Há chegado a hora de romper com este nós, reflexo da única comunidade atual, a da autoridade e mercadoria.
Uma parte desta sociedade tem absoluto interesse em que a ordem siga reinando; a outra, em que tudo se derrube o mais rápido possível. Decidir de que lado está é o primeiro passo. Mas por todos os lados estão os resignados, verdadeira base de acordo entre as partes, os melhoradores do existente e seus falsos críticos. Em todo os lados, também em nossa vida, e é o autêntico lugar da guerra social, em nossos desejos, em nossa determinação assim como em nossas pequenas, cotidianas submissões.
Contra tudo que isto há que acudir as armas curtas (ai ferri corti), para sustentar finalmente um duelo mortal com a vida (veniri ai ferri corti com la vita).
– II –
As coisas que são necessárias ter aprendido para fazê-las, é fazendo-as que se aprende
Aristóteles
O segredo é começar seriamente.
A organização social atual não só atrasa, mas impede e corrompe toda a prática de liberdade. Para aprender o que é liberdade, não cabe outra possibilidade que experimentá-la, e para poder experimenta-la tem que ter o tempo e o espaço necessários.
A base fundamental da ação livre é o dialogo. Agora bem, duas são as condições de um autêntico discurso em comum: um interesse real dos indivíduos elas questões abertas às discussões ( problema de conteúdo) e uma livre indagação das possíveis respostas (problema de método). Estas duas condições devem realizar-se simultaneamente, desde e o momento em que o conteúdo determina o método, e vice-versa. Se pode falar de liberdade somente em liberdade. Se não se é livre ao responder, para que servem as perguntas? O diálogo existe somente quando os indivíduos podem falar sem mediações, ou seja, quando estão em uma relação de reciprocidade.Se o discurso se desenvolve em um único sentido, não há comunicação possível. Se alguém tem o poder de impor as perguntas, o conteúdo destas lhe será diretamente funcional ( e as respostas irão conter sujeição). À um súdito somente lhe pode fazer perguntas cujas respostas confirme seu papel de súdito. É desde este papel que o amo formulará as futuras perguntas. A escravidão consiste em seguir respondendo.

--- --- ---

- [Instruções da tarefa]
Retome o texto sobre liberdade e diálogo e continue-o a partir da última frase. Os registros vêm de outra fonte, sem relação com este texto.

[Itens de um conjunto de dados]
--- --- ---

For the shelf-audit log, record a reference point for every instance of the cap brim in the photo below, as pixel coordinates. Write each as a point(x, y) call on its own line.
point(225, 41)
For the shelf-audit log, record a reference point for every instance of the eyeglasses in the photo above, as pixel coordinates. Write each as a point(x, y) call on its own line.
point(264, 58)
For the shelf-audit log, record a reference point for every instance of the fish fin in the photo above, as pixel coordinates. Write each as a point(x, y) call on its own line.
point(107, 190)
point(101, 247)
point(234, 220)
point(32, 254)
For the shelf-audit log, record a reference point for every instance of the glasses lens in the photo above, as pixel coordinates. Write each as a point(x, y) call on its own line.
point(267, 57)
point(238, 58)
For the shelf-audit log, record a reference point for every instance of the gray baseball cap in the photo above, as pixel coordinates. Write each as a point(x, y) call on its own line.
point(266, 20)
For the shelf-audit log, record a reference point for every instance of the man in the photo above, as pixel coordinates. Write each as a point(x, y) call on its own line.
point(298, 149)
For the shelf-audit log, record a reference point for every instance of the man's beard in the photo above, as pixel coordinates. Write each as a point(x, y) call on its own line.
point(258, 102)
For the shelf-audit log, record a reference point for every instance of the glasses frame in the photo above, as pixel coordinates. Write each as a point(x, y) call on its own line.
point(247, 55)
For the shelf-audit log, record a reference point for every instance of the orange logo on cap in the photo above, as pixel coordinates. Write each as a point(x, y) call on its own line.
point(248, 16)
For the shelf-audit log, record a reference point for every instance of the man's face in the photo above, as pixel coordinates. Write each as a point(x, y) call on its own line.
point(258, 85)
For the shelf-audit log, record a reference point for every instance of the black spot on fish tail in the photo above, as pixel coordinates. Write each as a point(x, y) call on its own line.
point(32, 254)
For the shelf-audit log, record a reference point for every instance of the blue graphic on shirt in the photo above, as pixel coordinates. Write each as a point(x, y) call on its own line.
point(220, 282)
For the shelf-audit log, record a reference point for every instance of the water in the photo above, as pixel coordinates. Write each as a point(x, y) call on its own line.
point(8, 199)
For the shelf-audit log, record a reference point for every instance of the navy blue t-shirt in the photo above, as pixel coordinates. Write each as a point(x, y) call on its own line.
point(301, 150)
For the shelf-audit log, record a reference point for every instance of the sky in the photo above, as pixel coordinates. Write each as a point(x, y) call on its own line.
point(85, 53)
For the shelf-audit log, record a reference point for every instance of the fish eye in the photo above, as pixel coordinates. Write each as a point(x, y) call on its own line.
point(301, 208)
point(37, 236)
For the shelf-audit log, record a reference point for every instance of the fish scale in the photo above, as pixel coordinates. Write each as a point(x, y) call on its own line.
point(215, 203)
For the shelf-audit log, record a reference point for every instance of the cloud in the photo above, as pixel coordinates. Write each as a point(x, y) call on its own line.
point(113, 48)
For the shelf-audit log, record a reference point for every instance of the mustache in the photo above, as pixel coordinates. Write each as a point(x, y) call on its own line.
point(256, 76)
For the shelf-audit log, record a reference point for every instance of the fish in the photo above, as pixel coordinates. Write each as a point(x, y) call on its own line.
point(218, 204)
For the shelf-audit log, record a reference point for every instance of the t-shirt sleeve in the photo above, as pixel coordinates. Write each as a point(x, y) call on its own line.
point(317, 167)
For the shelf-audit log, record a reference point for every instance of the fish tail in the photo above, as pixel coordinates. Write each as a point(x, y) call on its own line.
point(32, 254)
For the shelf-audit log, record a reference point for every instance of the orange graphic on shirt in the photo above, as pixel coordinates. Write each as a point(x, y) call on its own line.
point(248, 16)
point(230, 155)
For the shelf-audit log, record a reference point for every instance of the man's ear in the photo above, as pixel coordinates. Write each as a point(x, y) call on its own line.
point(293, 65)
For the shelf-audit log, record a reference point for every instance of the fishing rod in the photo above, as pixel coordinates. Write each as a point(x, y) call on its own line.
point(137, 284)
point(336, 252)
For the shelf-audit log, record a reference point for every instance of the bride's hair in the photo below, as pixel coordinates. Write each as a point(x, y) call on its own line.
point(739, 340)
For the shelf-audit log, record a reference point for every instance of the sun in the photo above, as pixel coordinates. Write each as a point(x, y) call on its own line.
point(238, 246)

--- --- ---

- [Resposta da tarefa]
As investigações do mercado são, neste sentido, idêntica às eleições. A soberania do eleitor se corresponde com a soberania do consumidor, e vice-versa. A passividade televisiva se chama audiência; a legitimação do poder do Estado se chama povo soberano. Tanto num caso como no outro, os indivíduos não são outra coisa que reféns de um mecanismo que lhes concede o direito de falar depois de haver-lhe privado da faculdade de fazer. Quando se pode eleger somente entre um candidato e outro, qual o motivo do dialogo? Quando se pode eleger somente entre mercadorias e programas de tv diferentemente idênticos, qual o motivo da comunicação? Os conteúdos das questões tornam-se insignificantes porque o método é falso.
“Nada se assemelha mais a um representante da burguesia do que um representante do proletariado” escrevia em 1907 Sorel. Aquilo que os fazia idênticos era o fato de ser, precisamente, representativos. Dizer hoje o mesmo de um candidato de direita e um candidato de esquerda não é nem mais nem menos que uma trivialidade. os políticos, no entanto, não têm necessidade de serem originais ( disto se ocupam os publicitários) basta que saibam administrar tais trivialidades. A terrível ironia é que a mídia é definida como meios de comunicação e a feira do voto é chamada eleição (que num sentido original significa decisão livre e consciente).
O ponto é que o poder não admite nenhuma gestão diferente. Ainda querendo ( o que nos leva prontamente apara uma “utopia”, para imitar a linguagem dos realistas), nada importante pode ser pedido aos eleitores, desde o momento em que o único ato livre que estes poderiam cumprir – a única eleição autêntica – seria deixar de votar. O que vota espera perguntas insignificantes, já que as perguntas autênticas excluem a passividade e delegação. Nos expliquemos melhor.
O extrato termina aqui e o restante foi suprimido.